▶ Given records
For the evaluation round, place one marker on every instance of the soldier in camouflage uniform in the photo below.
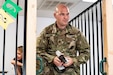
(65, 38)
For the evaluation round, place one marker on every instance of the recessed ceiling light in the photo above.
(89, 0)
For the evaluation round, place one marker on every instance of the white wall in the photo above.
(11, 38)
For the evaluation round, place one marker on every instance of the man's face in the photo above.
(62, 17)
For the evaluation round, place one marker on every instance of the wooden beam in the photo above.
(108, 34)
(31, 38)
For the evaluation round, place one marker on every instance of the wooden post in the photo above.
(31, 38)
(108, 34)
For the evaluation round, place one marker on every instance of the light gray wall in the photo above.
(11, 38)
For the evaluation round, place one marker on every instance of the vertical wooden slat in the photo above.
(108, 35)
(31, 38)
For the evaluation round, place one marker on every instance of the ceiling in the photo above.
(45, 8)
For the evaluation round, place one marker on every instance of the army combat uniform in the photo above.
(69, 41)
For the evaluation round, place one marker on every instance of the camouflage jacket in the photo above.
(70, 41)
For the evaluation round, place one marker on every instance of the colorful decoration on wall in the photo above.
(7, 12)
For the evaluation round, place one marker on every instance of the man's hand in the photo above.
(69, 62)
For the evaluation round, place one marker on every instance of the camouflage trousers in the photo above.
(49, 70)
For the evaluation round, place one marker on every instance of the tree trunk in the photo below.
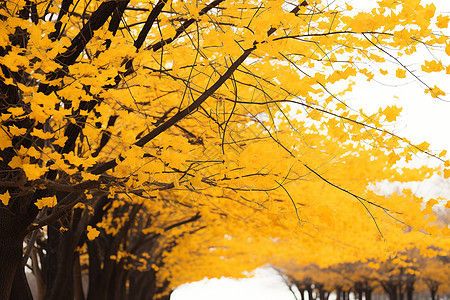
(11, 241)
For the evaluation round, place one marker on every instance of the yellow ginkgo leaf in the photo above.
(5, 198)
(46, 201)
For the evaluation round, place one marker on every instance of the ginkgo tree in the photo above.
(192, 115)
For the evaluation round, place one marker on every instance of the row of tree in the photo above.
(401, 278)
(145, 145)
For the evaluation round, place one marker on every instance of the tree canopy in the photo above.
(148, 144)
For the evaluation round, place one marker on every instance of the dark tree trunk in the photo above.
(410, 287)
(20, 289)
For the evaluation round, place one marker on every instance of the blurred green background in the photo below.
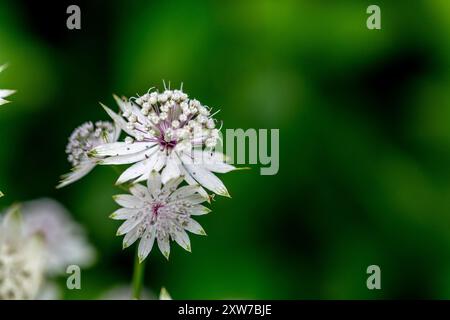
(364, 119)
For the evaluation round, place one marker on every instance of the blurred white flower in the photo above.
(21, 259)
(81, 141)
(4, 93)
(161, 213)
(167, 132)
(64, 239)
(49, 291)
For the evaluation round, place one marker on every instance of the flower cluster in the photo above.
(169, 138)
(4, 93)
(21, 259)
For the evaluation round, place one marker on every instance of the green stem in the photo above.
(138, 277)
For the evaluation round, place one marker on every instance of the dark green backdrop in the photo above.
(364, 119)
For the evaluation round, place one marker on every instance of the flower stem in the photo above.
(138, 277)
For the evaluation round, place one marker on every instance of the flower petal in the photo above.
(171, 170)
(154, 183)
(118, 120)
(120, 149)
(77, 173)
(184, 192)
(123, 214)
(126, 159)
(137, 169)
(139, 191)
(195, 199)
(130, 224)
(207, 179)
(131, 237)
(198, 210)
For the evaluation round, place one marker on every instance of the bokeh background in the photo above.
(364, 119)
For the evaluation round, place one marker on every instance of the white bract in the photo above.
(65, 241)
(4, 93)
(21, 259)
(169, 133)
(81, 142)
(159, 213)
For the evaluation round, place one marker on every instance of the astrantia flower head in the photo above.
(161, 213)
(21, 259)
(64, 239)
(167, 132)
(4, 93)
(84, 139)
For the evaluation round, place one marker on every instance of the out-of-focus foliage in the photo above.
(364, 119)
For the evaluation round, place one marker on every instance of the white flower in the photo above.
(161, 213)
(4, 92)
(21, 259)
(83, 140)
(125, 292)
(65, 241)
(176, 139)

▶ Short problem
Please return, unchanged, the part of the material above that opens with the line containing "foliage in the photo above." and continues through the final line of the material, with both of those lines included.

▶ Result of this exercise
For the evaluation round, place one marker on every instance of the out-of-focus foliage in the photo above.
(364, 119)
For the evaluation round, place one marker on every instance of the white flower in the photo above.
(161, 213)
(4, 92)
(21, 259)
(83, 140)
(125, 292)
(65, 241)
(176, 139)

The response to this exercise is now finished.